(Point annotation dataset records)
** Start **

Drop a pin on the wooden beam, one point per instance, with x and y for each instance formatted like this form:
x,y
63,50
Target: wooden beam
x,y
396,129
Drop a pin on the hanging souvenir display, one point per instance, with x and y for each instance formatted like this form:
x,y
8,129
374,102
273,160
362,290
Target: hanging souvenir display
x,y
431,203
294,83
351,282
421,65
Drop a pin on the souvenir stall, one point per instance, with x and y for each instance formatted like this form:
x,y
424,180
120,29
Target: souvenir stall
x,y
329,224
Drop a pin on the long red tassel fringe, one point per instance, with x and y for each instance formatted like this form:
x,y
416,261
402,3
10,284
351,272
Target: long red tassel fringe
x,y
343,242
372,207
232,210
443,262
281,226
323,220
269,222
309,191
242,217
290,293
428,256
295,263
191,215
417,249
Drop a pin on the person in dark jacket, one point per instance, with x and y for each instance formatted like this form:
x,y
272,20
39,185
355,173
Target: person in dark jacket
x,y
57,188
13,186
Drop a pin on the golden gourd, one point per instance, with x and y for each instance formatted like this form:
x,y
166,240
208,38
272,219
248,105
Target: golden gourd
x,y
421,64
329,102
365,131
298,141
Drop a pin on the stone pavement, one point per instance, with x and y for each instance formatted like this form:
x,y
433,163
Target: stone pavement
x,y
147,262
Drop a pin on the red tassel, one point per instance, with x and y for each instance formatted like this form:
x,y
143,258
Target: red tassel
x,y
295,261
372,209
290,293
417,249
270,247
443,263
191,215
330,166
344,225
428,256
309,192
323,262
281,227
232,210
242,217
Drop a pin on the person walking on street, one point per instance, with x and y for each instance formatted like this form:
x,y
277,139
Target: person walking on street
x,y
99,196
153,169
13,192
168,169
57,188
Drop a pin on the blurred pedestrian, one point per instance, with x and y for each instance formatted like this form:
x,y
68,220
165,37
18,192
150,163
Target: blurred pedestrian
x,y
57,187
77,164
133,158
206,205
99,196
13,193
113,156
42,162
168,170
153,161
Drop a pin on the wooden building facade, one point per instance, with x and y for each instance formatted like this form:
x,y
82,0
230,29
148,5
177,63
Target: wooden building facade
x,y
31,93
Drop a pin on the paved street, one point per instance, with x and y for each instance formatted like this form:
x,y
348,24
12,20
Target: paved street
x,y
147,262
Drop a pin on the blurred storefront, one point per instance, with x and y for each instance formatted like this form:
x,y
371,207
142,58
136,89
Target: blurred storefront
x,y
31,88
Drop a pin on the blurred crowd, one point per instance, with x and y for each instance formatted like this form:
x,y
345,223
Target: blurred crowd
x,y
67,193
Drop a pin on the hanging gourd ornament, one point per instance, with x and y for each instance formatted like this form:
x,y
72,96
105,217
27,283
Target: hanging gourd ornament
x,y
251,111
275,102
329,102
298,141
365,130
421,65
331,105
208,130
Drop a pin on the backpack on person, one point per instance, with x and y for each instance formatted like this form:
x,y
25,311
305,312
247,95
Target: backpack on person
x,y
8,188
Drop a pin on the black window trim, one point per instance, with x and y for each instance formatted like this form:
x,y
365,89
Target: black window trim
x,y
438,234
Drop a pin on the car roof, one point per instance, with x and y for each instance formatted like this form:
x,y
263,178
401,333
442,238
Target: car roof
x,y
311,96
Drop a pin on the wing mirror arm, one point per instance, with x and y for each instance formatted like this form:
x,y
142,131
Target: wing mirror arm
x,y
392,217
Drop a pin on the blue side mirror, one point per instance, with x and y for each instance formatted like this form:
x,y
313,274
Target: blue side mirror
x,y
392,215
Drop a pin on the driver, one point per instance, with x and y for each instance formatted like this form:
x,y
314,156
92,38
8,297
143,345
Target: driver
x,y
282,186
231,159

** End **

**WHAT IS NEEDED:**
Restate the records, all of them, precisely as written.

**RESPONSE:**
Drop a pin on the wooden beam, one point per instance, with x and y for each instance formatted like this form:
x,y
63,50
Target: wooden beam
x,y
396,129
Drop a pin on the hanging souvenir display, one point per instance, with x and y for each instance formatted like this form:
x,y
8,129
374,102
273,160
362,290
Target: hanging souvenir display
x,y
431,203
294,83
351,282
421,65
Drop a pin on the souvenir stall, one point per instance, with x and y for each instance formatted like this form:
x,y
424,180
120,29
Target: souvenir stall
x,y
329,224
Drop a pin on the long red tassel fringe, one point per instance, with x and y for each instance formatted like this form:
x,y
416,261
402,3
10,284
351,272
Target: long red tassel fringe
x,y
343,242
372,207
232,210
443,262
281,226
323,220
269,222
309,191
242,217
290,293
428,256
295,263
191,215
417,249
Drop a pin on the person in dark jacket, one point per instance, with x and y for each instance formatted like this form:
x,y
272,20
39,185
355,173
Target: person in dark jacket
x,y
57,188
13,186
Drop a pin on the golden gourd, one point per instance, with x and y for each instance formatted like this form:
x,y
166,240
208,38
272,219
248,105
Target: golden gourd
x,y
421,64
329,102
365,131
298,141
Drop a pin on the stone pavement, one point per instance, with x and y for each instance formatted like this form:
x,y
433,163
Target: stone pavement
x,y
147,262
Drop a pin on the red tassel, one point per instance, with x and y for each instance formatted like this form:
x,y
143,258
Target: red tassel
x,y
295,261
372,209
290,293
417,249
270,247
443,263
191,215
330,166
344,225
428,256
309,192
323,262
281,227
232,210
242,217
Drop a pin on the person walking on street, one point per instance, with x and y for each instance formatted like this form:
x,y
277,139
Target: person walking on street
x,y
99,196
153,169
13,192
168,169
57,188
Drop a pin on the blurred pedestrian, one point per instance, with x and y for each instance formatted like this form:
x,y
68,220
165,37
18,192
150,163
Target: blurred pedestrian
x,y
57,187
77,164
133,158
206,205
99,196
13,193
113,156
42,162
168,170
153,161
Drop a pin on the wooden building facade, one point per instance, with x and y for each instance formatted like this form:
x,y
82,0
230,29
148,5
177,63
Target: wooden building facade
x,y
31,93
Drop a pin on the paved street, one point per instance, with x and y for each instance formatted like this form:
x,y
348,24
12,20
Target: paved street
x,y
147,262
Drop a pin on the blurred storefront, one point per instance, with x and y for each instance formatted like this form:
x,y
371,207
142,58
136,89
Target: blurred storefront
x,y
31,88
Drop a pin on the blurred crowd, one point per instance, with x and y for each instance formatted like this form:
x,y
345,223
Target: blurred crowd
x,y
67,193
Drop a pin on the hanging gourd ornament, one point per instance, with x and y for each instance formatted like this form:
x,y
72,96
105,217
27,283
Target: hanging gourd ornament
x,y
251,111
275,102
329,102
298,141
365,130
421,65
331,105
208,130
Drop a pin on the backpack on person, one point per instance, with x and y for each instance formatted like this form:
x,y
25,311
305,312
247,95
Target: backpack on person
x,y
8,188
Drop a pin on the black window trim, one point per instance, with x and y for each instance formatted like this form:
x,y
365,89
Target: black window trim
x,y
438,234
Drop a pin on the car roof, one point per instance, with x and y for each instance formatted like this form:
x,y
263,178
401,333
442,238
Target: car roof
x,y
311,96
Drop a pin on the wing mirror arm, one point per instance, with x and y for each instance formatted like this form:
x,y
142,131
Target: wing mirror arm
x,y
392,217
Drop a pin on the blue side mirror, one point per instance, with x and y for each instance formatted like this form:
x,y
313,274
Target: blue side mirror
x,y
392,215
Drop a pin on the driver, one point per instance, with x and y for each instance formatted like this form:
x,y
314,156
92,38
8,297
143,345
Target: driver
x,y
282,186
231,159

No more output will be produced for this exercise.